[Data records]
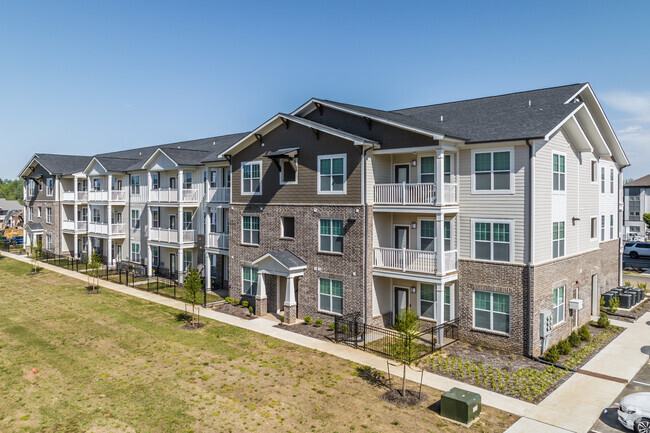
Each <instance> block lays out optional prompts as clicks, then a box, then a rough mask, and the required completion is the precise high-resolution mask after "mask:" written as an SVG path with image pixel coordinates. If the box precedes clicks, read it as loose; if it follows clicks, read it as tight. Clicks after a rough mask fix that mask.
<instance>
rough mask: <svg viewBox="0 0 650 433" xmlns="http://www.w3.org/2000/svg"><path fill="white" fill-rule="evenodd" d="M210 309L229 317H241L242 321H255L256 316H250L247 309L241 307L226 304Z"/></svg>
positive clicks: (249, 314) (249, 313)
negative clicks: (224, 314)
mask: <svg viewBox="0 0 650 433" xmlns="http://www.w3.org/2000/svg"><path fill="white" fill-rule="evenodd" d="M211 308H212V309H213V310H215V311H218V312H220V313H226V314H230V315H231V316H235V317H241V318H242V319H246V320H252V319H256V318H257V316H251V315H250V313H249V312H248V307H246V308H244V307H242V306H241V305H237V306H235V305H232V304H229V303H227V302H222V303H217V304H213V305H212V306H211Z"/></svg>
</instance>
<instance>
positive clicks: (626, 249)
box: [623, 242, 650, 259]
mask: <svg viewBox="0 0 650 433" xmlns="http://www.w3.org/2000/svg"><path fill="white" fill-rule="evenodd" d="M623 254H627V255H629V256H630V258H631V259H638V258H639V257H650V242H627V243H626V244H625V249H624V250H623Z"/></svg>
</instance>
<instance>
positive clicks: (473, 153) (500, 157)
mask: <svg viewBox="0 0 650 433" xmlns="http://www.w3.org/2000/svg"><path fill="white" fill-rule="evenodd" d="M513 153H514V152H513V151H512V150H494V151H488V152H478V151H474V152H472V172H473V175H472V192H473V193H490V192H496V193H502V192H512V188H513V185H512V184H513V182H512V168H513V164H514V163H513V160H512V159H513Z"/></svg>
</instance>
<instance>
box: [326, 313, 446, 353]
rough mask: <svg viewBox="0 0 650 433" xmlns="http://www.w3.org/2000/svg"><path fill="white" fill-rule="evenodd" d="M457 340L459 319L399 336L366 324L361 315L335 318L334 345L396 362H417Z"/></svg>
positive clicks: (394, 331)
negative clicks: (439, 339) (390, 359)
mask: <svg viewBox="0 0 650 433" xmlns="http://www.w3.org/2000/svg"><path fill="white" fill-rule="evenodd" d="M440 330H442V333H443V336H444V338H443V341H442V342H441V343H442V344H439V342H438V331H440ZM456 340H458V319H455V320H452V321H449V322H445V323H442V324H440V325H438V326H433V327H431V328H427V329H424V330H421V331H419V332H417V333H415V334H409V335H407V334H400V333H399V332H397V331H395V330H394V329H391V328H382V327H379V326H373V325H369V324H367V323H363V322H362V321H361V314H360V313H353V314H350V315H346V316H337V317H336V318H335V319H334V341H335V342H337V343H343V344H347V345H348V346H352V347H354V348H357V349H362V350H368V351H371V352H374V353H377V354H379V355H381V356H385V357H387V358H390V359H394V360H397V361H402V360H403V359H407V360H409V361H411V362H413V361H416V360H418V359H420V358H422V357H424V356H426V355H429V354H431V353H433V352H434V351H435V350H437V349H439V348H441V347H443V346H446V345H448V344H450V343H453V342H454V341H456Z"/></svg>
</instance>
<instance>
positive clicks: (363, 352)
mask: <svg viewBox="0 0 650 433" xmlns="http://www.w3.org/2000/svg"><path fill="white" fill-rule="evenodd" d="M0 254H2V255H4V256H7V257H10V258H13V259H16V260H20V261H23V262H27V263H30V260H29V259H28V258H26V257H23V256H17V255H14V254H8V253H4V252H0ZM41 266H42V267H43V268H44V269H48V270H50V271H53V272H57V273H59V274H63V275H66V276H69V277H71V278H76V279H78V280H82V281H87V276H86V275H85V274H81V273H77V272H74V271H69V270H66V269H63V268H59V267H56V266H53V265H48V264H47V263H42V264H41ZM100 285H101V286H102V287H104V288H106V289H110V290H113V291H116V292H120V293H124V294H126V295H129V296H133V297H136V298H141V299H146V300H148V301H151V302H155V303H158V304H161V305H166V306H168V307H172V308H176V309H178V310H184V308H185V304H184V303H183V302H182V301H177V300H174V299H170V298H167V297H164V296H160V295H156V294H155V293H150V292H145V291H141V290H137V289H134V288H130V287H127V286H123V285H121V284H116V283H112V282H110V281H103V280H102V281H100ZM201 315H202V316H203V317H207V318H210V319H214V320H217V321H219V322H222V323H226V324H229V325H232V326H237V327H239V328H244V329H248V330H250V331H254V332H259V333H262V334H265V335H269V336H272V337H275V338H278V339H280V340H284V341H287V342H290V343H293V344H297V345H300V346H303V347H307V348H310V349H316V350H319V351H321V352H325V353H329V354H331V355H334V356H337V357H340V358H343V359H347V360H349V361H352V362H355V363H357V364H362V365H368V366H370V367H373V368H376V369H377V370H380V371H383V372H386V370H387V367H386V360H385V359H384V358H380V357H378V356H375V355H373V354H371V353H368V352H364V351H361V350H357V349H353V348H351V347H347V346H345V345H340V344H335V343H332V342H328V341H323V340H319V339H315V338H311V337H307V336H304V335H300V334H296V333H295V332H291V331H286V330H284V329H281V328H276V327H275V325H277V324H278V321H277V320H268V319H264V318H258V319H255V320H246V319H241V318H238V317H234V316H231V315H228V314H224V313H219V312H217V311H214V310H211V309H205V308H201ZM649 323H650V313H646V314H645V315H644V316H643V317H641V318H640V319H639V320H638V321H637V322H635V323H633V324H630V323H625V325H627V329H625V330H624V331H623V332H622V333H621V334H620V335H619V336H618V337H616V339H614V340H613V341H612V342H611V343H610V344H609V345H608V346H606V347H605V348H604V349H603V350H601V351H600V352H599V353H598V354H597V355H596V356H594V358H593V359H591V360H590V361H589V362H588V363H587V364H585V366H584V367H583V369H584V370H589V371H592V372H596V373H601V374H605V375H609V376H616V377H619V378H623V379H626V380H630V379H631V378H632V377H634V375H635V374H636V373H637V371H639V369H640V368H641V367H642V366H643V365H644V364H645V362H647V361H648V355H646V354H644V353H643V352H641V348H642V347H643V346H647V345H650V338H649V335H650V332H648V331H650V325H649ZM395 370H399V369H395ZM393 374H395V375H397V376H400V377H401V371H393ZM406 376H407V379H409V380H412V381H413V382H418V381H419V380H420V377H419V376H420V375H419V373H416V372H414V371H409V370H408V369H407V374H406ZM423 383H424V384H425V385H427V386H429V387H431V388H434V389H438V390H442V391H447V390H449V389H451V388H453V387H461V388H463V389H467V390H469V391H473V392H476V393H479V394H481V397H482V401H483V404H485V405H487V406H492V407H494V408H497V409H500V410H503V411H506V412H510V413H512V414H514V415H518V416H520V417H521V419H519V420H518V421H517V422H516V423H515V424H514V425H513V426H512V427H510V428H509V429H508V430H507V433H537V432H539V433H547V432H548V433H563V432H579V433H581V432H588V431H589V428H590V427H591V426H592V425H593V423H594V421H595V420H596V419H598V417H599V415H600V412H601V410H602V409H603V408H606V407H608V406H609V404H610V403H611V401H612V398H614V397H615V396H617V395H618V394H619V393H620V392H621V390H622V389H623V388H624V387H625V385H624V384H622V383H619V382H614V381H611V380H606V379H601V378H597V377H593V376H587V375H584V374H573V375H572V376H571V377H570V378H569V379H568V380H567V381H566V382H564V383H563V384H562V385H560V387H558V389H556V390H555V391H554V392H553V393H551V394H550V395H549V396H548V397H546V398H545V399H544V400H543V401H542V402H541V403H539V404H538V405H534V404H531V403H527V402H524V401H521V400H517V399H514V398H511V397H507V396H504V395H501V394H498V393H495V392H491V391H488V390H485V389H483V388H478V387H474V386H472V385H469V384H466V383H463V382H459V381H456V380H453V379H449V378H446V377H443V376H438V375H436V374H433V373H430V372H425V373H424V379H423Z"/></svg>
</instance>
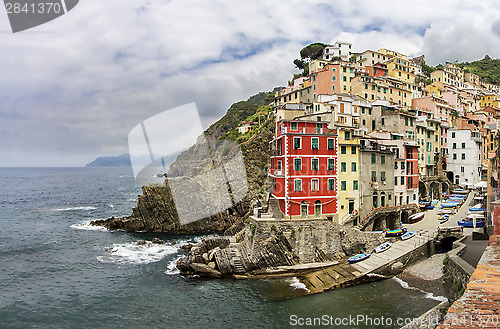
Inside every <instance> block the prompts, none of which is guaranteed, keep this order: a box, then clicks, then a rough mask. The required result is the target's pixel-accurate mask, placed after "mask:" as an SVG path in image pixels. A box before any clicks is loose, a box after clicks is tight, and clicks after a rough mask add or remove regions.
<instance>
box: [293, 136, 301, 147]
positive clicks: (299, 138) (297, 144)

**What you should do:**
Pull each line containing the word "image" out of the data above.

**Problem solution:**
Each <instance> block lays out optional prompts as clicks, then a box, then a rough mask, and the required completion is the precise high-resolution mask after "mask:" written as an SVG path with image pixel coordinates. If the box precedes clicks, read it as loose; if it follows clicks, read it as tight. Clicks after a rough mask fix that mask.
Inside every <instance> block the prompts, none of which is guaranteed, keep this order: a box, then clicks, then a rough mask. The required result is the target's pixel-accurate mask, placed after "mask:" as an SVG path in image pixels. A box before any clicks is loose, a box after clicks is tight, and clicks after a rough mask add or remove regions.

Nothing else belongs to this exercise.